# Work request 1
Transcribe the blockchain fund-freezing article word for word, starting at "Bybit security lab" and ending at "or institutional pressure.".
# Work request 2
Summarize the blockchain fund-freezing article in two sentences.
# Work request 3
Continue the blockchain fund-freezing article from where it stops.

Bybit security lab exposes fund-freezing functions in 16 major blockchains

Bybit's Lazarus Security Lab analyzed 166 blockchain networks and found that 16 major chains include code allowing them to freeze or restrict user funds, with another 19 easily able to add such functions with minor protocol changes. The report documented cases like Sui freezing $162 million after the Cetus hack and BNB Chain using hardcoded blacklists to contain a $570 million bridge exploit.

Bitcoin's permissionless design proves its superiority

While these networks often tout decentralization, their ability to freeze funds exposes centralized control that bitcoin fundamentally lacks. Bitcoin's consensus rules cannot be overridden by any central authority – meaning your bitcoin remains yours regardless of politics, hacks, or institutional pressure.

BITCOIN ADOPTION CONTINUES

Metaplanet launched a two-tier preferred share structure raising $150 million through MERCURY perpetual preferred equity with 4.9% fixed dividends and bitcoin-linked upside, becoming the third bitcoin treasury company to offer preferred equity financing.

American Bitcoin (NASDAQ: ABTC) quadrupled Q3 revenue to $64.2 million and grew its bitcoin holdings to 4,004 coins through mining expansion and strategic accumulation.

New Hampshire's Business Finance Authority authorized the nation's first $100 million bitcoin bond, to be backed by private partners pending state Executive Council approval.

# Given entries

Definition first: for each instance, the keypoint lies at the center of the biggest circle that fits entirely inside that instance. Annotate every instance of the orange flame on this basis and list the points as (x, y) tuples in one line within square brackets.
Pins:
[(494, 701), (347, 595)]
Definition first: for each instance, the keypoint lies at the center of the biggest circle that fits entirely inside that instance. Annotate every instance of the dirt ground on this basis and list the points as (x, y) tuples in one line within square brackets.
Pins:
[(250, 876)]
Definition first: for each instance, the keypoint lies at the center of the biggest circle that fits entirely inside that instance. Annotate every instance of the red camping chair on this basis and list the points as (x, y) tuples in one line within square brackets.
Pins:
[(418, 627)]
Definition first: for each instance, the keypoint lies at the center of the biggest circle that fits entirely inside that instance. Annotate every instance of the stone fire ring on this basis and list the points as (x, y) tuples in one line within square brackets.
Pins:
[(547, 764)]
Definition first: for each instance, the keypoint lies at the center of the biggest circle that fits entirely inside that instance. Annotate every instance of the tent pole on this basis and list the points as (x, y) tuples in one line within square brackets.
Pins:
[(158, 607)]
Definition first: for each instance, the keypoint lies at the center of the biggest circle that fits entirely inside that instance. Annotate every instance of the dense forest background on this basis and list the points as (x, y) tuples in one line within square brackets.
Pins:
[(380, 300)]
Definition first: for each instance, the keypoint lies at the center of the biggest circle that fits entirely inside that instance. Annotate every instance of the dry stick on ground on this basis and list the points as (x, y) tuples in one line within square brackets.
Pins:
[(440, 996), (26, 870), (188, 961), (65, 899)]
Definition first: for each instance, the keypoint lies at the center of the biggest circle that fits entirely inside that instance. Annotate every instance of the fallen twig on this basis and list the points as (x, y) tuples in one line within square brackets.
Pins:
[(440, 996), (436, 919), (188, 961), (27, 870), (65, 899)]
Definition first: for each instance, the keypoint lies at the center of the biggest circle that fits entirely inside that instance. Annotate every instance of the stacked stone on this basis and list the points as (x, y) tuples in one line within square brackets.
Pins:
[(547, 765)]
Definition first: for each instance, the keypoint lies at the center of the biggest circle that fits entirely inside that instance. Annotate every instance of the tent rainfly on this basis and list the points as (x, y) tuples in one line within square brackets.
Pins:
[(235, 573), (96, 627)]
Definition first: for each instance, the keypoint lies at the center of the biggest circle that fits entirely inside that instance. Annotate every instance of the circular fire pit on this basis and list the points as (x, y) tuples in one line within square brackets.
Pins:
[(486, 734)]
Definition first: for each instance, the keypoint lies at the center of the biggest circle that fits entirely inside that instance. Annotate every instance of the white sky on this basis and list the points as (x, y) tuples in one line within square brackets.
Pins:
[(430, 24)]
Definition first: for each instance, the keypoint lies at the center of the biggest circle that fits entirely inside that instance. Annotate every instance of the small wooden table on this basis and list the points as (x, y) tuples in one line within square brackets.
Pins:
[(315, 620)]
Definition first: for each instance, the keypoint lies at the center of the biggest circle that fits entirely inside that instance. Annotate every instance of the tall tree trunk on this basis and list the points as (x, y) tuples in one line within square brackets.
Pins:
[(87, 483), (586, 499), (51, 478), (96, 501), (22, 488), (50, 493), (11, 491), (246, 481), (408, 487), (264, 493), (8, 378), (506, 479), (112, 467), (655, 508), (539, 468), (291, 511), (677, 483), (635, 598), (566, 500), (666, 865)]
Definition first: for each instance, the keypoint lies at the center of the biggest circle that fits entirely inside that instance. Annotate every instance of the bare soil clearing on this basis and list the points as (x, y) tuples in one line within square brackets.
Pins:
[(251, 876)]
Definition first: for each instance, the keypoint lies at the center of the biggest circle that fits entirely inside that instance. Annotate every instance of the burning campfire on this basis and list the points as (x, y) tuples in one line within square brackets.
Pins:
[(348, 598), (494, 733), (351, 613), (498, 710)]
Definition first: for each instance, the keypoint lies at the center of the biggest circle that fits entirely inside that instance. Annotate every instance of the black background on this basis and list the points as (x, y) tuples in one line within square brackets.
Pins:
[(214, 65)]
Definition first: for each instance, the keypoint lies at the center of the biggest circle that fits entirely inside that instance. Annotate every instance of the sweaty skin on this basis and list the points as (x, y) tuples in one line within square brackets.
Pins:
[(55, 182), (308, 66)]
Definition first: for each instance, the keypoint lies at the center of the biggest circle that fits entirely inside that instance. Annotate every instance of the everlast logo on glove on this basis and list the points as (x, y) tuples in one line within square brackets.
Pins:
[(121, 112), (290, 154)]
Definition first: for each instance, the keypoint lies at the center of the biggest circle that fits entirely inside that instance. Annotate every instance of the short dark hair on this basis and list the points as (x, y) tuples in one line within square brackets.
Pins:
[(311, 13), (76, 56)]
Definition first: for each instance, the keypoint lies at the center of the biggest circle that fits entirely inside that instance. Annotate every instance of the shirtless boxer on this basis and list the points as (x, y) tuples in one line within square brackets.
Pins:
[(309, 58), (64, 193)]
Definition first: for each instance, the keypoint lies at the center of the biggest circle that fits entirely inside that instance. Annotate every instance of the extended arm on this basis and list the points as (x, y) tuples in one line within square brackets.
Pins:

# Task answer 1
Bybit security lab exposes fund-freezing functions in 16 major blockchains

Bybit's Lazarus Security Lab analyzed 166 blockchain networks and found that 16 major chains include code allowing them to freeze or restrict user funds, with another 19 easily able to add such functions with minor protocol changes. The report documented cases like Sui freezing $162 million after the Cetus hack and BNB Chain using hardcoded blacklists to contain a $570 million bridge exploit.

Bitcoin's permissionless design proves its superiority

While these networks often tout decentralization, their ability to freeze funds exposes centralized control that bitcoin fundamentally lacks. Bitcoin's consensus rules cannot be overridden by any central authority – meaning your bitcoin remains yours regardless of politics, hacks, or institutional pressure.

# Task answer 2
A report from Bybit's Lazarus Security Lab analyzed 166 blockchain networks and found that 16 major chains include code to freeze or restrict user funds, with 19 more able to add such functions through minor protocol changes, while bitcoin's consensus rules cannot be overridden by any central authority. In bitcoin adoption news, Metaplanet raised $150 million through preferred equity, American Bitcoin quadrupled Q3 revenue to $64.2 million, and New Hampshire authorized a $100 million bitcoin bond pending state Executive Council approval.

# Task answer 3
Lendasat launched Lendaswap, a non-custodial atomic swap exchange enabling instant bitcoin-to-stablecoin trades.

Strategy executive chairman Michael Saylor confirmed the company is accelerating bitcoin purchases during market volatility, with holdings now totaling 641,692 bitcoins acquired at an average price of $74,079 per coin.

Standard Chartered's Geoffrey Kendrick says bitcoin's 30% correction from all-time highs is likely complete with key metrics suggesting seller exhaustion and a rally into year-end remaining his base case.

HOW BITCOIN WORKS

Learn one key idea about bitcoin each week. This week:

The Lesson of the Final Penny

The United States Mint produced its final penny in Philadelphia this week, ending 232 years of continuous production. The reason: each $0.01 coin costs about $0.037 to manufacture – nearly four times its face value. When it costs more to produce money than the money is worth, the monetary system has fundamentally broken down.

While over 250 billion pennies will remain in circulation, their obselencence demonstrates how inflation eats away at purchasing power, eventually rendering fiat currency in any amount worthless. The penny didn't become useless because copper got more expensive. It became useless because the dollar lost purchasing power.

Since the Federal Reserve's creation in 1913, the dollar has lost over 92% of its value. Since 2000 alone, it has shed 40%. This should be unsurprising to anyone who understands how fiat works – the system must continuously expand the money supply.

Economist Saifedean Ammous explains that technological progress is naturally deflationary. Improvements in production make goods and services cheaper over time. But fiat currencies mask this deflation through perpetual inflation, creating the illusion that prices rise when really the money is worth less.

The death of the penny illustrates why savers need bitcoin. A monetary system that makes its smallest denomination too expensive to produce is a system optimized for debasement, not preservation of value. Bitcoin's mathematical scarcity ensures that savers aren't slowly robbed through inflation – instead, they benefit as productivity gains are reflected in appreciating purchasing power.

COIN CHECK

By how much did the U.S. money supply (M2) expand between February 2020 and its 2022 peak?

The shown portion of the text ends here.